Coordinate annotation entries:

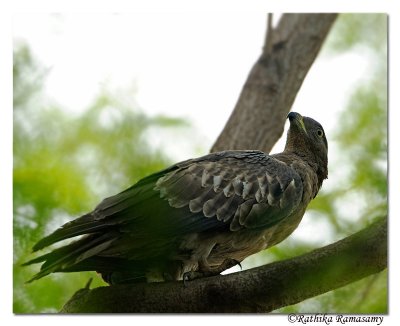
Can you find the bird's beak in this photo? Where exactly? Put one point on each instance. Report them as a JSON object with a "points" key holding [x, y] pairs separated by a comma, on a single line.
{"points": [[297, 118]]}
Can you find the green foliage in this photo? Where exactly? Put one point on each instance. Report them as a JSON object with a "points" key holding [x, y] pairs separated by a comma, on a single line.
{"points": [[64, 165]]}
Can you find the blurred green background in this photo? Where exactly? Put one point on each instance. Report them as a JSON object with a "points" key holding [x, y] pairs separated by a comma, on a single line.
{"points": [[64, 164]]}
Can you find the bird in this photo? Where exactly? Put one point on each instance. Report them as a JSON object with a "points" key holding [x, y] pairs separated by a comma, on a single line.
{"points": [[198, 217]]}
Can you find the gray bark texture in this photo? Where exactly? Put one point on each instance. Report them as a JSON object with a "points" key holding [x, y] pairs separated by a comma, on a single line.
{"points": [[290, 49], [257, 123], [258, 290]]}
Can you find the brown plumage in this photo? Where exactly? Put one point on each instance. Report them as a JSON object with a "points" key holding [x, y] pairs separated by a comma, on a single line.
{"points": [[197, 217]]}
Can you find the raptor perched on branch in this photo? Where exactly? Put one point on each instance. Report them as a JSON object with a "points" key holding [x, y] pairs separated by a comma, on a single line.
{"points": [[198, 217]]}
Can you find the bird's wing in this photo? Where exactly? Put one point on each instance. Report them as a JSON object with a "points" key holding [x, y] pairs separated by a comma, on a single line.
{"points": [[245, 189], [235, 189]]}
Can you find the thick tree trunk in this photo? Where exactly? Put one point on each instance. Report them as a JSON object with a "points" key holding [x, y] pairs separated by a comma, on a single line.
{"points": [[257, 123], [260, 289], [289, 51]]}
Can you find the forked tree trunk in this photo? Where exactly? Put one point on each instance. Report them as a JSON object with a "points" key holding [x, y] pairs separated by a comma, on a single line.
{"points": [[257, 123]]}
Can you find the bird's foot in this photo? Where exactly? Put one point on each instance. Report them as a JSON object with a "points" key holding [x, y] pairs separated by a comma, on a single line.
{"points": [[192, 275]]}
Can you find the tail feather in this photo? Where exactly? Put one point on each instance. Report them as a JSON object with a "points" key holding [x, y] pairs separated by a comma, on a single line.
{"points": [[62, 259], [86, 224]]}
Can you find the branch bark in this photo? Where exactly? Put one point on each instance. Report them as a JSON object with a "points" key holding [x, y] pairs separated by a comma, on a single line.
{"points": [[261, 289], [258, 119]]}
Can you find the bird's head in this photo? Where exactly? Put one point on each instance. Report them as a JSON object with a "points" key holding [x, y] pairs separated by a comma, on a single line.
{"points": [[306, 138]]}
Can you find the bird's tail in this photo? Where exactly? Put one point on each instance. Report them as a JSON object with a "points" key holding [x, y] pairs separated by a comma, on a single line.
{"points": [[76, 256]]}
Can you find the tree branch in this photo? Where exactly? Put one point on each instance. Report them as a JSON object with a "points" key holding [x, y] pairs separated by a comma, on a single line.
{"points": [[260, 289], [290, 49]]}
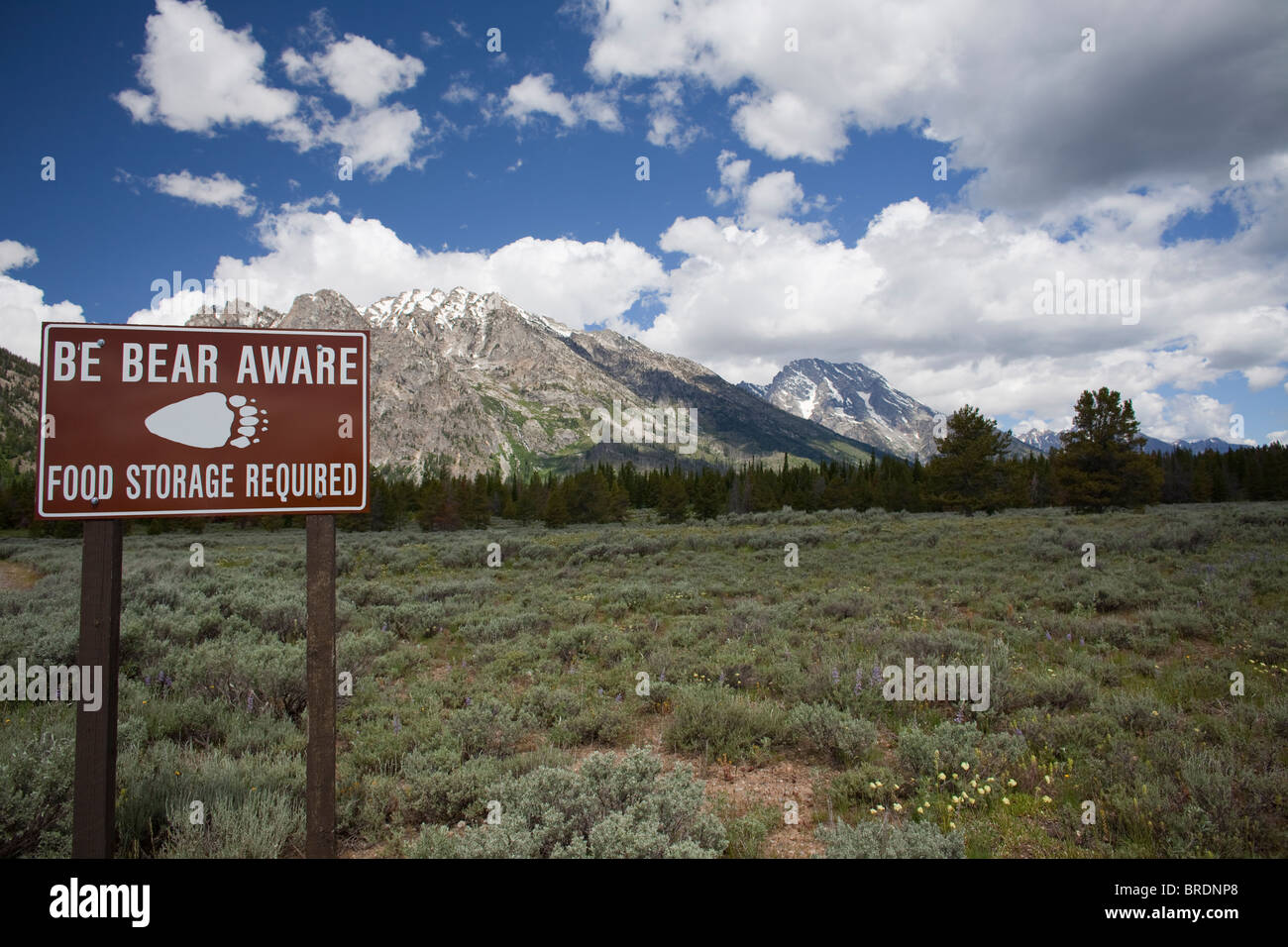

**What the task asks:**
Gather each line of the records above that contains the word "trunk" and copy them out.

**Result for this exercise:**
Can you find the thick tree trunk in this photo? Where exactly? Put one point on each instance. Report them as a JSON object with a "points" key holding [x, y] pairs separated by a comma, on a single line.
Can you find the forked tree trunk in this photo? Where exactly? Put one point on each instance. Report them as a JSON object with a "points" key holding [x, y] pairs separated by a comma, on a single line.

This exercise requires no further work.